*Exercise requirements*
Reproduce exactly the first line of the material below and every line after it, ending with the line that contains "Target: sky". No pictures should be copied.

*Source data*
******************************

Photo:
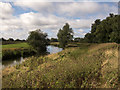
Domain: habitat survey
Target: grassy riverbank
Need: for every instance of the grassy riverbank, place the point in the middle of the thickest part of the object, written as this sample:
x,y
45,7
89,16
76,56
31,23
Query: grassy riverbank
x,y
11,51
85,66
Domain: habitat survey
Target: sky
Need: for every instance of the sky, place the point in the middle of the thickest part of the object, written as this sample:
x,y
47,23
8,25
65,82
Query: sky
x,y
18,18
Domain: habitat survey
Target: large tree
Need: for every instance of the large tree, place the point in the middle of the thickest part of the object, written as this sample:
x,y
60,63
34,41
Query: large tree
x,y
104,31
65,35
38,40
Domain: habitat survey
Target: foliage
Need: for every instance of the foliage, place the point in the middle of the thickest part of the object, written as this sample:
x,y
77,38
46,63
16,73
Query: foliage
x,y
104,31
81,67
54,40
12,51
65,35
38,40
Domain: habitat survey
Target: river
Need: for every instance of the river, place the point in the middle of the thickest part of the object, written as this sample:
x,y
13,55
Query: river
x,y
50,49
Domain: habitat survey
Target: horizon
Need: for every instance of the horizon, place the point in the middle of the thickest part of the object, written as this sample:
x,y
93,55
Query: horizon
x,y
19,18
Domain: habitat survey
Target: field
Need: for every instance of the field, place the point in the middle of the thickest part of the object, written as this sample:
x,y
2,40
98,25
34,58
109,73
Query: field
x,y
85,66
11,51
18,45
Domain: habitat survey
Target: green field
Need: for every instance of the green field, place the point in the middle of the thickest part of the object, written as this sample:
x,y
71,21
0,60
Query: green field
x,y
85,66
12,51
18,45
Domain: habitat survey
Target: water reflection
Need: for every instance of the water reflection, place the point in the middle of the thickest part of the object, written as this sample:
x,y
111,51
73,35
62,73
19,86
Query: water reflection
x,y
50,49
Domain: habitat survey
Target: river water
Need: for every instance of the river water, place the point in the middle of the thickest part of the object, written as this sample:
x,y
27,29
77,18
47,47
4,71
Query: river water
x,y
50,49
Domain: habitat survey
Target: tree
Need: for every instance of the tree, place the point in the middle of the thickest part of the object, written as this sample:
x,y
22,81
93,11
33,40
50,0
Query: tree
x,y
10,39
38,40
65,35
78,39
54,40
104,31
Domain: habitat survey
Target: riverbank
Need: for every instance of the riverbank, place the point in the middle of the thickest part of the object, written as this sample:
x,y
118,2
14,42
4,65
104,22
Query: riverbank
x,y
12,51
85,66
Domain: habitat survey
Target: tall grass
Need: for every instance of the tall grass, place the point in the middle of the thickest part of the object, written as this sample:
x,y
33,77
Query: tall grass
x,y
78,67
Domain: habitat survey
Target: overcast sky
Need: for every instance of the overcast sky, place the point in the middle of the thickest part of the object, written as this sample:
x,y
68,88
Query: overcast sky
x,y
18,18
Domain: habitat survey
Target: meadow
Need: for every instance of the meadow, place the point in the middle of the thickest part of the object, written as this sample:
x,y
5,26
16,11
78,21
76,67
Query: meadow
x,y
12,51
18,45
84,66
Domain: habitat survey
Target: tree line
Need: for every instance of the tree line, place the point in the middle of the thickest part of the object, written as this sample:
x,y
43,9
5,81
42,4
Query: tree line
x,y
102,31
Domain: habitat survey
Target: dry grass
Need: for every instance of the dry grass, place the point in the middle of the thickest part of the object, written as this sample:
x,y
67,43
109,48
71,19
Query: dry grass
x,y
86,66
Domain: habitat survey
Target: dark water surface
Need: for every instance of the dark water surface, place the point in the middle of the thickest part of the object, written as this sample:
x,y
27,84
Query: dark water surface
x,y
50,49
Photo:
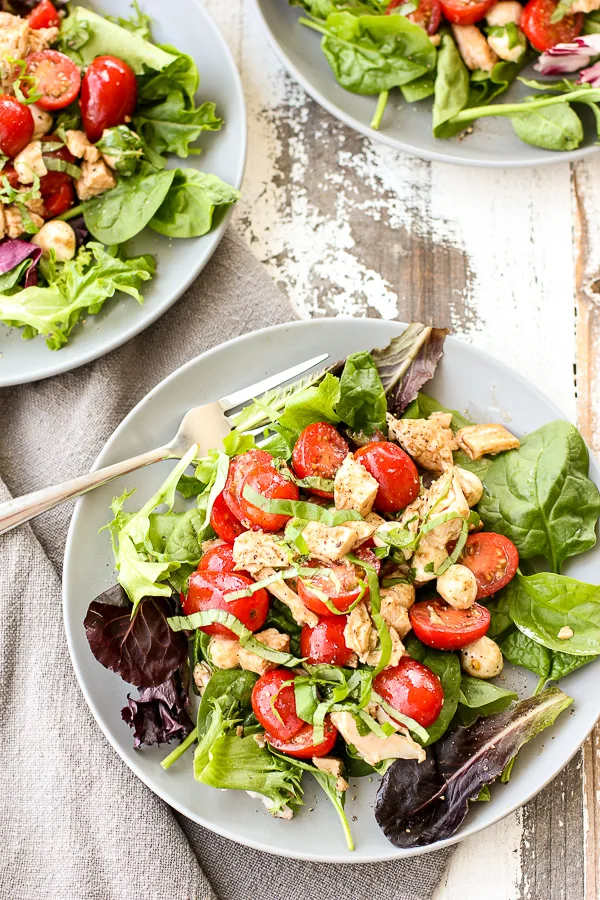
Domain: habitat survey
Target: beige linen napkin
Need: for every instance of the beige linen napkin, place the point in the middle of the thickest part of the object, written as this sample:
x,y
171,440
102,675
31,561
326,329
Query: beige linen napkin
x,y
75,822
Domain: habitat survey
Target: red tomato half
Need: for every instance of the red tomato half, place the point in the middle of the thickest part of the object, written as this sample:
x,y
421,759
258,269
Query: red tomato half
x,y
206,590
43,16
543,33
239,467
302,745
108,95
319,452
395,473
493,560
219,559
275,706
341,586
270,484
57,78
16,125
325,642
465,12
224,522
412,689
458,627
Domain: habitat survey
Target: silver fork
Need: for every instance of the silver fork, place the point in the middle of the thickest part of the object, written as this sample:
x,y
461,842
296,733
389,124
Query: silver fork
x,y
205,425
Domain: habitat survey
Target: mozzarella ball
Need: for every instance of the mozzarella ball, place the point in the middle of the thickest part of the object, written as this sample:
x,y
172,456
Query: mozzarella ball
x,y
471,486
57,236
458,587
482,658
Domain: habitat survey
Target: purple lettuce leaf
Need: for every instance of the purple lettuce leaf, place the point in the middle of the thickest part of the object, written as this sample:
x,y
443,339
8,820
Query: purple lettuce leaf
x,y
418,804
143,650
160,713
408,362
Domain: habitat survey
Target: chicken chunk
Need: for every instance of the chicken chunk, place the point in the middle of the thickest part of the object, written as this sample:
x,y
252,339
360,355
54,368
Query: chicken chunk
x,y
429,442
374,749
96,178
474,48
283,592
272,638
480,440
253,550
354,487
328,543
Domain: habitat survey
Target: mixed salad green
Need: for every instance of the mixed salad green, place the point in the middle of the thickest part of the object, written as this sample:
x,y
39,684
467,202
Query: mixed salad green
x,y
342,598
90,113
466,53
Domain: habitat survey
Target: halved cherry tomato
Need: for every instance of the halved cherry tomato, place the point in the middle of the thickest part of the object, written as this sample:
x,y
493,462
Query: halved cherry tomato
x,y
206,590
16,125
412,689
543,33
465,12
394,471
325,642
319,452
457,628
43,16
427,14
224,522
59,201
302,744
275,706
493,560
338,581
108,95
57,78
219,559
239,467
270,484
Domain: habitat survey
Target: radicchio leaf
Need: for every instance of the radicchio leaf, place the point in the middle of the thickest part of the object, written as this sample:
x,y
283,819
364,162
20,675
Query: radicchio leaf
x,y
418,804
160,713
408,362
143,650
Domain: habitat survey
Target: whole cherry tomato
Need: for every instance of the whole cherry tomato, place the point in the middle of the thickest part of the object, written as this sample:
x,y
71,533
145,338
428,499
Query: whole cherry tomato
x,y
108,95
206,590
394,471
319,452
441,626
412,689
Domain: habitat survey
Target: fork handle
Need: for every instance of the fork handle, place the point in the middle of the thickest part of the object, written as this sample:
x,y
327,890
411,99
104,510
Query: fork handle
x,y
22,509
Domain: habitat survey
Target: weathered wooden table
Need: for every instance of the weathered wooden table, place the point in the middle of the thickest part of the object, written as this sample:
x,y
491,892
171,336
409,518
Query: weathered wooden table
x,y
510,260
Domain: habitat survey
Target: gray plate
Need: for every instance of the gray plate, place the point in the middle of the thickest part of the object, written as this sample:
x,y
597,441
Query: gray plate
x,y
187,26
405,126
467,380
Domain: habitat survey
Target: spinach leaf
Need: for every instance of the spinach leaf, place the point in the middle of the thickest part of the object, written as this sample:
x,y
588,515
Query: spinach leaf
x,y
542,604
120,214
362,404
540,495
370,54
451,88
190,204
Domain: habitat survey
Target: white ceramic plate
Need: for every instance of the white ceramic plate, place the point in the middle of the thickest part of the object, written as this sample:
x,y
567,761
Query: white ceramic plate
x,y
405,126
187,26
466,379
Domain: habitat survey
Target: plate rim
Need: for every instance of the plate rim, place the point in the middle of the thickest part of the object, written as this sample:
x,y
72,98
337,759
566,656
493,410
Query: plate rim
x,y
565,156
394,853
138,325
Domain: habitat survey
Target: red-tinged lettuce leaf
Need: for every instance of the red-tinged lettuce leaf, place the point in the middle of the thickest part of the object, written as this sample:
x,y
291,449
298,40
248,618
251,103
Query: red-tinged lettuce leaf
x,y
408,362
418,804
159,714
143,650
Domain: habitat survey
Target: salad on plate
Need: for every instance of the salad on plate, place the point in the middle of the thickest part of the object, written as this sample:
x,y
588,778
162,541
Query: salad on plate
x,y
465,54
90,111
339,598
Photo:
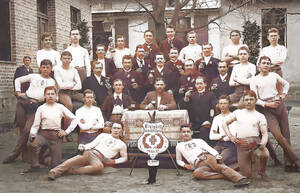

******************************

*Output for this task*
Photo:
Domain: habitat survey
Target: grassy riverbank
Need: for every instance of the grassy riverbank, place the point in the middle of the thickest part of the object, written as this sample:
x,y
45,7
89,16
76,56
31,23
Query: grassy riverbank
x,y
11,51
85,66
Domain: habitat survey
Target: sky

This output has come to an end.